··· RECORDS TO USE ···

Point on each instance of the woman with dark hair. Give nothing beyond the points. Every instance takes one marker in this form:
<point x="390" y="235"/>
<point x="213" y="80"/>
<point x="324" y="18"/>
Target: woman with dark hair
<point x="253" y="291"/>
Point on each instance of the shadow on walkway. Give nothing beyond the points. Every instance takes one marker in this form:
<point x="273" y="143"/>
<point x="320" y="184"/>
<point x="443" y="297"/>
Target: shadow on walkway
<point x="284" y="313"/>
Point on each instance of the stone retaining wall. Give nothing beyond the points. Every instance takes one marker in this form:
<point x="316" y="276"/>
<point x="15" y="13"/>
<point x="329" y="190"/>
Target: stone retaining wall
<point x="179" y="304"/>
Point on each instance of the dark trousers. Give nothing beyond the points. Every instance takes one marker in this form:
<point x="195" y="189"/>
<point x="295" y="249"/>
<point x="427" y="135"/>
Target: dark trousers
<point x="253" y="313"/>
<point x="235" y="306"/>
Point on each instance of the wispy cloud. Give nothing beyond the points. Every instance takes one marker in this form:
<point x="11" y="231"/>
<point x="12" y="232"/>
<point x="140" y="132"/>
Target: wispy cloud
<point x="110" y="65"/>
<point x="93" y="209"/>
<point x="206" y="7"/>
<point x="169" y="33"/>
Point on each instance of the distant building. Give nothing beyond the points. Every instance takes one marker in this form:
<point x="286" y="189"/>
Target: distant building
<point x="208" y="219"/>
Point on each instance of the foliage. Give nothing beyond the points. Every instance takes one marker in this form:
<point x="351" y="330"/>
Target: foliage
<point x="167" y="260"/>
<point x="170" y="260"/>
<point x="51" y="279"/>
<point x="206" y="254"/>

···

Give the lines of these items as a numbered list, leaving out any blank lines.

### RESPONSE
1. Point on each instance of the woman with dark hair. Give nothing beyond the points. Every instance takes one marker in this form:
2. <point x="390" y="235"/>
3. <point x="213" y="80"/>
4. <point x="324" y="18"/>
5. Target: woman with dark hair
6. <point x="253" y="291"/>
7. Point on each instance of the shadow on walkway. Give nothing beyond the points. Every instance takes one marker in this form:
8. <point x="273" y="143"/>
9. <point x="320" y="184"/>
10. <point x="443" y="297"/>
11. Target: shadow on walkway
12. <point x="284" y="313"/>
13. Point on each instance of the stone retaining wall. Give nothing beyond the points. Every instance takes one marker in this form:
14. <point x="316" y="276"/>
15. <point x="15" y="13"/>
16. <point x="329" y="190"/>
17. Target: stone retaining wall
18. <point x="179" y="304"/>
19. Point on each instance of the dark trousers. Give nothing beyond the points. Every instance takes one marker in this form:
20. <point x="195" y="189"/>
21. <point x="295" y="249"/>
22. <point x="427" y="135"/>
23. Target: dark trousers
24. <point x="253" y="313"/>
25. <point x="235" y="306"/>
26. Point on each instance of the wispy cloud. Give nothing beyond the points. Every instance takes one marker in this form:
27. <point x="11" y="231"/>
28. <point x="12" y="232"/>
29. <point x="140" y="132"/>
30. Target: wispy cloud
31. <point x="110" y="65"/>
32. <point x="93" y="209"/>
33. <point x="206" y="7"/>
34. <point x="169" y="33"/>
35. Point on each instance of the distant building. Give nothing beyond the points. Every instance takes one marker in this form:
36. <point x="286" y="189"/>
37. Target: distant building
38. <point x="208" y="219"/>
39. Point on each instance of the foliage. Give nothing beyond the points. Every instance takes one marker in this form:
40. <point x="351" y="330"/>
41. Target: foliage
42. <point x="167" y="260"/>
43. <point x="170" y="260"/>
44. <point x="51" y="279"/>
45. <point x="206" y="254"/>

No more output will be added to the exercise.